>>>>>

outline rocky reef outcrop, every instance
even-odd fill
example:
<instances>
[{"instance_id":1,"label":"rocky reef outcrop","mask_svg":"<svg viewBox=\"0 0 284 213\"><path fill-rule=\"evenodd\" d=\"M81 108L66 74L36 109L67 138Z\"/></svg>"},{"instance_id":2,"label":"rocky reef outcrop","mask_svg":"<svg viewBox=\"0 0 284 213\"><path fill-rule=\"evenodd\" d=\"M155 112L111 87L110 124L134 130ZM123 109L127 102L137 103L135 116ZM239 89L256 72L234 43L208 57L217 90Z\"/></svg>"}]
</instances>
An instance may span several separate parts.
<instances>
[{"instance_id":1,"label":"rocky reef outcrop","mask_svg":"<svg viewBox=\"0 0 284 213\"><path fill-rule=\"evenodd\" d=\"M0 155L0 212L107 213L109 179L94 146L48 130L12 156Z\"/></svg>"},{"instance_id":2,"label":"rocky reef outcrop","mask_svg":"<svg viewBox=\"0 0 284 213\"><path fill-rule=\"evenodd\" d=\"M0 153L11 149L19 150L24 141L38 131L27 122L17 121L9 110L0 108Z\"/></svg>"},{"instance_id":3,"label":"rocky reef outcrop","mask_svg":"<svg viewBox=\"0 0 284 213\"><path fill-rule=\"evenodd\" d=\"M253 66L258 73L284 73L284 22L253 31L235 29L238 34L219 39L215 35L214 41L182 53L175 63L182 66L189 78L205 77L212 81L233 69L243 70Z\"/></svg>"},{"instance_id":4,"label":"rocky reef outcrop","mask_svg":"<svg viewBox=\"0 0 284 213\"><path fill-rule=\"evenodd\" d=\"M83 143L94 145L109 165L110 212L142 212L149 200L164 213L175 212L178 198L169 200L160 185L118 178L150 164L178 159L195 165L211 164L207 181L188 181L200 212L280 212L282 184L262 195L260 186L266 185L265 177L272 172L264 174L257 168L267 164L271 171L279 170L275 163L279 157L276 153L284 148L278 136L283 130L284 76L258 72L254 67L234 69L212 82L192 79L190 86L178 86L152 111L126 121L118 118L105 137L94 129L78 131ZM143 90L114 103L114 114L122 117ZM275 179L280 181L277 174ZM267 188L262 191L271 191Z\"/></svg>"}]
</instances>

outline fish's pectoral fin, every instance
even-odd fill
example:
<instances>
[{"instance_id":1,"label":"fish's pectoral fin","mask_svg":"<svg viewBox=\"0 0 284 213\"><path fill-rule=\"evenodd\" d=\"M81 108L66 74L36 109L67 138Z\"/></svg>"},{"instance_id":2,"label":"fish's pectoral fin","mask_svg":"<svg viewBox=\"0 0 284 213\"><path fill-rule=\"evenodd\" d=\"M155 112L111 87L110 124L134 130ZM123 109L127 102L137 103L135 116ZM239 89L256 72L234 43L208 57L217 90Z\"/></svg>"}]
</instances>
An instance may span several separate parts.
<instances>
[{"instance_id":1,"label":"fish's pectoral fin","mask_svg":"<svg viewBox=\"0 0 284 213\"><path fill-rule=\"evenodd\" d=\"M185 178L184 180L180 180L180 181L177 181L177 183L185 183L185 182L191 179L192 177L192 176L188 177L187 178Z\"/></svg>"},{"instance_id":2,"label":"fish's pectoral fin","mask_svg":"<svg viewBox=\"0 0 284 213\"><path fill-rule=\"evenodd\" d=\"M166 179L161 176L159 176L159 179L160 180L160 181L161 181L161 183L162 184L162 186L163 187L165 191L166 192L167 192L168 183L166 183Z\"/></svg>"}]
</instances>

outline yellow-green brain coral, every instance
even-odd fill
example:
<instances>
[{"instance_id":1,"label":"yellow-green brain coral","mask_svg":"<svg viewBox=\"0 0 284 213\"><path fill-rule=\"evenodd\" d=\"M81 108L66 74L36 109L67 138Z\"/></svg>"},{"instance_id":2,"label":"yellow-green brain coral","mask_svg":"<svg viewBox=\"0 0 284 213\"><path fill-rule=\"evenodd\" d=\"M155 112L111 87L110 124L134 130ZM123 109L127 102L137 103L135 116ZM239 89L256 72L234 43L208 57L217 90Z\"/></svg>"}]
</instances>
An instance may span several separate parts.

<<<<<

→ Task to complete:
Retype the listing above in full, with no alterations.

→ Task response:
outline rocky reef outcrop, every instance
even-odd fill
example:
<instances>
[{"instance_id":1,"label":"rocky reef outcrop","mask_svg":"<svg viewBox=\"0 0 284 213\"><path fill-rule=\"evenodd\" d=\"M81 108L66 74L36 109L67 138Z\"/></svg>"},{"instance_id":2,"label":"rocky reef outcrop","mask_svg":"<svg viewBox=\"0 0 284 213\"><path fill-rule=\"evenodd\" d=\"M155 112L111 87L110 124L134 130ZM123 109L127 102L137 103L135 116ZM239 89L256 72L234 43L208 57L217 90Z\"/></svg>"}]
</instances>
An instance may span several separate parts.
<instances>
[{"instance_id":1,"label":"rocky reef outcrop","mask_svg":"<svg viewBox=\"0 0 284 213\"><path fill-rule=\"evenodd\" d=\"M0 155L0 212L107 213L109 179L94 146L48 130L12 156Z\"/></svg>"},{"instance_id":2,"label":"rocky reef outcrop","mask_svg":"<svg viewBox=\"0 0 284 213\"><path fill-rule=\"evenodd\" d=\"M0 153L11 149L19 150L24 141L38 131L27 122L17 121L9 110L0 108Z\"/></svg>"},{"instance_id":3,"label":"rocky reef outcrop","mask_svg":"<svg viewBox=\"0 0 284 213\"><path fill-rule=\"evenodd\" d=\"M253 66L258 73L284 73L284 22L253 31L235 29L238 34L219 39L215 35L214 41L182 53L175 63L182 66L189 78L205 77L212 81L233 69L243 70Z\"/></svg>"},{"instance_id":4,"label":"rocky reef outcrop","mask_svg":"<svg viewBox=\"0 0 284 213\"><path fill-rule=\"evenodd\" d=\"M83 143L94 145L109 165L110 212L142 212L149 200L164 213L175 212L178 198L169 200L160 185L118 178L150 164L178 159L195 165L211 164L207 181L188 181L200 212L280 212L282 184L262 195L260 186L266 185L265 177L272 172L264 174L257 168L267 164L271 171L279 170L275 163L279 157L276 153L284 148L278 136L283 130L284 76L258 72L254 67L234 69L212 82L192 79L190 86L178 86L152 111L126 121L118 118L105 137L94 129L78 131ZM143 90L114 103L114 114L122 117ZM275 179L280 181L277 174ZM267 188L262 191L271 191Z\"/></svg>"}]
</instances>

outline fish's pectoral fin, every instance
even-odd fill
example:
<instances>
[{"instance_id":1,"label":"fish's pectoral fin","mask_svg":"<svg viewBox=\"0 0 284 213\"><path fill-rule=\"evenodd\" d=\"M81 108L66 74L36 109L67 138Z\"/></svg>"},{"instance_id":2,"label":"fish's pectoral fin","mask_svg":"<svg viewBox=\"0 0 284 213\"><path fill-rule=\"evenodd\" d=\"M155 112L111 87L110 124L134 130ZM123 109L127 102L137 103L135 116ZM239 89L256 72L234 43L208 57L217 90Z\"/></svg>"}]
</instances>
An instance may span several separate parts.
<instances>
[{"instance_id":1,"label":"fish's pectoral fin","mask_svg":"<svg viewBox=\"0 0 284 213\"><path fill-rule=\"evenodd\" d=\"M185 178L184 180L180 180L180 181L177 181L177 183L185 183L185 182L191 179L192 177L192 176L188 177L187 178Z\"/></svg>"},{"instance_id":2,"label":"fish's pectoral fin","mask_svg":"<svg viewBox=\"0 0 284 213\"><path fill-rule=\"evenodd\" d=\"M166 179L161 176L159 176L159 179L160 180L160 181L161 181L161 183L162 184L162 186L163 187L165 191L166 192L167 192L168 183L166 183Z\"/></svg>"}]
</instances>

outline yellow-green brain coral, every instance
even-odd fill
example:
<instances>
[{"instance_id":1,"label":"yellow-green brain coral","mask_svg":"<svg viewBox=\"0 0 284 213\"><path fill-rule=\"evenodd\" d=\"M81 108L66 74L36 109L67 138Z\"/></svg>"},{"instance_id":2,"label":"yellow-green brain coral","mask_svg":"<svg viewBox=\"0 0 284 213\"><path fill-rule=\"evenodd\" d=\"M155 112L111 87L110 124L134 130ZM123 109L127 102L137 103L135 116ZM239 89L256 72L234 43L208 57L217 90Z\"/></svg>"}]
</instances>
An instance may span several separate parts.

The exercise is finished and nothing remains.